* Task to complete *
Please give the lines of the material below as a Markdown table with a "Row" column holding the row number and a "Line" column holding the line, leaving out blank lines. Begin at the line that contains "Where can the striped" and stop after the line that contains "point(35, 350)".

* Dataset records *
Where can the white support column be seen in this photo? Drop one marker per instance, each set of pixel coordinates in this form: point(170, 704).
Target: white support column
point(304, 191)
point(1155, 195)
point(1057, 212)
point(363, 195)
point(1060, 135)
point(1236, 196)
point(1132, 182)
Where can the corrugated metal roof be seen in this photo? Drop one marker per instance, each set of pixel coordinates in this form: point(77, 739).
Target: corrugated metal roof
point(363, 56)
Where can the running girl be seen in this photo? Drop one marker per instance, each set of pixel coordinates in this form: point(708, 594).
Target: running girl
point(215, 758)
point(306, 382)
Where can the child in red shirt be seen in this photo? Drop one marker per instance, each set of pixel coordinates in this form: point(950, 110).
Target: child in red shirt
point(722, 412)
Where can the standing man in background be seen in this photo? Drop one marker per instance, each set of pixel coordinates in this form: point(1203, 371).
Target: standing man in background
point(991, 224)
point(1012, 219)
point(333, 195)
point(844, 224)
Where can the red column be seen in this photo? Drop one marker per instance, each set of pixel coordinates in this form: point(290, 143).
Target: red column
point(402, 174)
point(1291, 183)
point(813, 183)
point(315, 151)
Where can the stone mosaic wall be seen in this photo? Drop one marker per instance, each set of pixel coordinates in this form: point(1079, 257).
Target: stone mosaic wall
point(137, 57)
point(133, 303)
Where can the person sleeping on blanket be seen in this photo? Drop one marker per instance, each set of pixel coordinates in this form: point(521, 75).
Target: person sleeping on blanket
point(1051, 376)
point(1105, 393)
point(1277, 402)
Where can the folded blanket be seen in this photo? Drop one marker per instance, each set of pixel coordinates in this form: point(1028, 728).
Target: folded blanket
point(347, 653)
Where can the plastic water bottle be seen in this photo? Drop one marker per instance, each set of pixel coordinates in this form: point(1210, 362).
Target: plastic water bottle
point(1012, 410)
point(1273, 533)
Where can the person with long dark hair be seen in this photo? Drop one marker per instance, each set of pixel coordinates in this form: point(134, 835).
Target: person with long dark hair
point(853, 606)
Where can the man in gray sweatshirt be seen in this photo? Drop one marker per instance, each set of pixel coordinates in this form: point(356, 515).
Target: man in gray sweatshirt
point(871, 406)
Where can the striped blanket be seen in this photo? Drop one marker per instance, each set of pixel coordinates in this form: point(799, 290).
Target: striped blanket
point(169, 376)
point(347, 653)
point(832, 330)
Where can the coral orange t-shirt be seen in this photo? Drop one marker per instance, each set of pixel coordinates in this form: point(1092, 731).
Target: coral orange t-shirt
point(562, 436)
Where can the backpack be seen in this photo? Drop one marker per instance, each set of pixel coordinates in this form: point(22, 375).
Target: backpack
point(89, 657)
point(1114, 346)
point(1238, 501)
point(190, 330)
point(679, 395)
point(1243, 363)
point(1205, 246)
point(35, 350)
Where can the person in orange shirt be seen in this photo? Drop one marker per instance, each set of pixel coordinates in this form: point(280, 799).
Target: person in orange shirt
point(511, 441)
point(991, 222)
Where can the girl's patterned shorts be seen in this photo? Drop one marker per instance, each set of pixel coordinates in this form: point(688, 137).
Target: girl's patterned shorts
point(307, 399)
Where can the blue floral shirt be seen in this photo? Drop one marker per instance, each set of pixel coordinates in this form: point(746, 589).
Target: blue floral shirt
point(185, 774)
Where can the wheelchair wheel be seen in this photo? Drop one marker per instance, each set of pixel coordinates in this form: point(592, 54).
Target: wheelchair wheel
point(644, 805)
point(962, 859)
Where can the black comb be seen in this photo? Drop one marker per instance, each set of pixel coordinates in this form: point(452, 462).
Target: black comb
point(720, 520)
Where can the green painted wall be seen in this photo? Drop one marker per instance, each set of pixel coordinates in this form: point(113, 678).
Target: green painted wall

* Written solution *
| Row | Line |
|---|---|
| 1 | Where can the striped blanket be seen in this photo? Drop one marker per instance, each set of pixel coordinates in this form: point(799, 290). |
| 2 | Target: striped blanket |
| 3 | point(169, 376) |
| 4 | point(347, 653) |
| 5 | point(832, 330) |
| 6 | Where can the coral orange t-shirt be seen in this photo? Drop one marker per instance, each set of pixel coordinates in this form: point(1092, 731). |
| 7 | Target: coral orange t-shirt |
| 8 | point(562, 436) |
| 9 | Where can the backpack be seen in this photo? Drop one marker per instance, each set of pixel coordinates in this form: point(22, 375). |
| 10 | Target: backpack |
| 11 | point(89, 657) |
| 12 | point(1114, 346) |
| 13 | point(1238, 501) |
| 14 | point(190, 330) |
| 15 | point(679, 395) |
| 16 | point(1243, 363) |
| 17 | point(1205, 246) |
| 18 | point(35, 350) |